Recibo una llamada de una amiga. Me expresa su deseo de que hable con su hermana Juli, que sufre un cáncer galopante desde hace dos años, con el objetivo de animarle a subir al hospital.
Hablo pues con Juli, hospitalizada en otro hospital, en el cual no puede permanecer mucho más tiempo. Yo le animo, hablándole de la atención exquisita que va a tener en el hospital en el que yo me encuentro, desde el equipo de médicos, enfermeras y auxiliares. Además, le hablo del precioso paisaje que va a poder contemplar desde la ventana del cuarto que le den.
A los dos días de esta conversación, subiendo a la planta de cuidados paliativos, me encuentro con mi amiga. Con ella voy a ver a Juli. Me encuentro con una mujer joven -43 años-, sabedora de su situación y que me acoge con una sonrisa preciosa.
Me quedo contemplando un misterio. Una mujer castigada tan duramente por el cáncer, que va a acabar en un corto plazo de tiempo con su vida y que muestra una sonrisa tan entrañable, es un gozo, algo que no quiero, y creo que tampoco podré, olvidar. Cuántas veces voy a verle, en días posteriores, me seguiré encontrando con el mismo rostro. Es la serenidad de quien ya ha aprendido, a pesar de su corta vida, a acogerse a sí misma en la mayor serenidad.
A los pocos días, ya la situación ha cambiado. Juli ya no abre apenas sus ojos, su vida se va apagando y me quedo contemplándola. Me parece la misma presencia del Cristo entregado la que ella me muestra.
A su lado, su hermana, mi amiga, tratando de hacer lo más suave posible el último adiós de su hermana. También ella se muestra serena. ¡Esto es la vida a borbotones en su límite humano, ya próximo el encuentro definitivo con el Padre!
Gracias, Juli, por ser así, tan tú misma. Adiós. Hasta siempre, amiga.

▶ Lo que se pide
Reproduce del relato sobre Juli todo el pasaje que va desde "Me quedo contemplando" hasta "con el Padre!". Los datos son un material aparte, independiente del relato.

▶ Información

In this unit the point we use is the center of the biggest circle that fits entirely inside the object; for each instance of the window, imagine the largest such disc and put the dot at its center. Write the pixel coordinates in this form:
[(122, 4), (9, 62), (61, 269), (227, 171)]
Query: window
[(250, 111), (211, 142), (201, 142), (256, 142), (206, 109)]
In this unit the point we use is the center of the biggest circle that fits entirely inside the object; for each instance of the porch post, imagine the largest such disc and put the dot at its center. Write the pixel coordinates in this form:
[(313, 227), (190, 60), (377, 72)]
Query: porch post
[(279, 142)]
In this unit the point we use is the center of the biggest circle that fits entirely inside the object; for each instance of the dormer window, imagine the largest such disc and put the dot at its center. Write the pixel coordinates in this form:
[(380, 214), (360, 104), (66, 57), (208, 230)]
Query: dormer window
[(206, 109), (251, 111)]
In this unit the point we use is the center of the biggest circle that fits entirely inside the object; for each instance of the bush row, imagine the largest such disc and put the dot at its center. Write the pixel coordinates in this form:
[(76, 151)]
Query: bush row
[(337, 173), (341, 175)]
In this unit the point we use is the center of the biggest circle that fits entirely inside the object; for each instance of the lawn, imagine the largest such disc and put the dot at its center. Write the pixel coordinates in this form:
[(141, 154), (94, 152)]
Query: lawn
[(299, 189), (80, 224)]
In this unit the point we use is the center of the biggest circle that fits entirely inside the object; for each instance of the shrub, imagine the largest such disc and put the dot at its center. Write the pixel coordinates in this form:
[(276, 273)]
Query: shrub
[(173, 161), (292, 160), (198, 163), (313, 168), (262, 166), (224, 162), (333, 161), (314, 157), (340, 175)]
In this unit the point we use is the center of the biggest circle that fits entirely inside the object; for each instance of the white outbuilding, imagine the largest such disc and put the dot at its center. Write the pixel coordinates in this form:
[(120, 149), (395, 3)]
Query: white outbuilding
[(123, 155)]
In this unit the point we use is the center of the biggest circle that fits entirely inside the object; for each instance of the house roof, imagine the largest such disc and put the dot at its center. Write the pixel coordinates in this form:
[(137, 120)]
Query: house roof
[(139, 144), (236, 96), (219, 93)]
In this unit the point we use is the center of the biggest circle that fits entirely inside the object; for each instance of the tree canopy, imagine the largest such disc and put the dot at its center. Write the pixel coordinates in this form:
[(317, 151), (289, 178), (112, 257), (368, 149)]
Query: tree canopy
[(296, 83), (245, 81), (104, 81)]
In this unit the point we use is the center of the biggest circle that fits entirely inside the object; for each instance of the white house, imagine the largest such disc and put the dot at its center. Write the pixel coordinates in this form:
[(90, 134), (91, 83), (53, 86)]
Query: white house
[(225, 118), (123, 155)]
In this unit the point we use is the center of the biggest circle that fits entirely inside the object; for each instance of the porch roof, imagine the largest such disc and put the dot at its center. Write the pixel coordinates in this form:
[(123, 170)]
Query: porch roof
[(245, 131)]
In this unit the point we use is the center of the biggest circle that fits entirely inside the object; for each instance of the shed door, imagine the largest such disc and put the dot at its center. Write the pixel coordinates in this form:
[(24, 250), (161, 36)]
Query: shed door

▶ Solución al problema
Me quedo contemplando un misterio. Una mujer castigada tan duramente por el cáncer, que va a acabar en un corto plazo de tiempo con su vida y que muestra una sonrisa tan entrañable, es un gozo, algo que no quiero, y creo que tampoco podré, olvidar. Cuántas veces voy a verle, en días posteriores, me seguiré encontrando con el mismo rostro. Es la serenidad de quien ya ha aprendido, a pesar de su corta vida, a acogerse a sí misma en la mayor serenidad.
A los pocos días, ya la situación ha cambiado. Juli ya no abre apenas sus ojos, su vida se va apagando y me quedo contemplándola. Me parece la misma presencia del Cristo entregado la que ella me muestra.
A su lado, su hermana, mi amiga, tratando de hacer lo más suave posible el último adiós de su hermana. También ella se muestra serena. ¡Esto es la vida a borbotones en su límite humano, ya próximo el encuentro definitivo con el Padre!